_Document section_

- - - -

9721 Cogdill Road, Suite 302
Knoxville, TN 37932
(Address of Principal Executive Offices)
(865) 223-6575
(Registrant's Telephone Number, Including Area Code)
Not Applicable
(Former Name or former address, if changed since last report)

Check the appropriate box below if the Form 8-K filing is intended to simultaneously satisfy the filing obligation of the registrant under any of the following provisions (see General Instruction A.2. below):
o Written communications pursuant to Rule 425 under the Securities Act (17 CFR 230.425)
o Soliciting material pursuant to Rule 14a-12 under the Exchange Act (17 CFR 240.14a-12)
o Pre-commencement communications pursuant to Rule 14d-2(b) under the Exchange Act (17 CFR 240.14d-2(b))
o Pre-commencement communications pursuant to Rule 13e-4(c) under the Exchange Act (17 CFR 240.13e-4(c))
 





Item 5.02.(e)    Departure of Directors or Certain Officers; Election of Directors; Appointment of Certain Officers;
Compensatory Arrangements of Certain Officers.

Amendment to Compensation Arrangements with Named Executive Officers

On July 29, 2013, the Board of Directors (the “Board”) of Miller Energy Resources, Inc. (the “Company”), at the recommendation of the Compensation Committee of the Board (the “Compensation Committee”), approved increases to the annual salaries of certain of the Company's named executive officers as set forth below. The increase in the salary of Scott Boruff was made directly by the Compensation Committee, with that decision being ratified by the Board. Such salary increases are deemed effective as of July 17, 2013.

- - - -

_Dataset extract_
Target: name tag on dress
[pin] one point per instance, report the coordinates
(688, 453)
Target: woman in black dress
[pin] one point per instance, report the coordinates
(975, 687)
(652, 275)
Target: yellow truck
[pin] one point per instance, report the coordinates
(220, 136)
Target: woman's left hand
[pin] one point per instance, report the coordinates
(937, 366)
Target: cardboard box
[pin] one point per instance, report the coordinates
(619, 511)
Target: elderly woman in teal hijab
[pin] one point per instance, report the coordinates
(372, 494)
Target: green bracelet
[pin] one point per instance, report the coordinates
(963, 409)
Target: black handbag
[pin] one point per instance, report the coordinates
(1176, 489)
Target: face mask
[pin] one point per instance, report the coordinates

- - - -

_Direction A_
In the filing excerpt above, as of what date are the salary increases deemed effective?
_Direction B_
Based on the filing excerpt above, state whether each statement agrees with it: (i) The Board approved the salary increases on July 29, 2013. (ii) The increase in Scott Boruff's salary was made directly by the Board. (iii) The principal executive offices are in Knoxville, TN.
_Direction C_
Please reproduce the part of the filing excerpt above that opens with the words containing "9721 Cogdill Road, Suite" and closes with "Including Area Code)".

_Written reply A_
July 17, 2013.

_Written reply B_
(i) Yes: "On July 29, 2013, the Board of Directors (the “Board”) of Miller Energy Resources, Inc. (the “Company”), at the recommendation of the Compensation Committee of the Board (the “Compensation Committee”), approved increases to the annual salaries"
(ii) No: "The increase in the salary of Scott Boruff was made directly by the Compensation Committee, with that decision being ratified by the Board."
(iii) Yes: "Knoxville, TN 37932"

_Written reply C_
9721 Cogdill Road, Suite 302
Knoxville, TN 37932
(Address of Principal Executive Offices)
(865) 223-6575
(Registrant's Telephone Number, Including Area Code)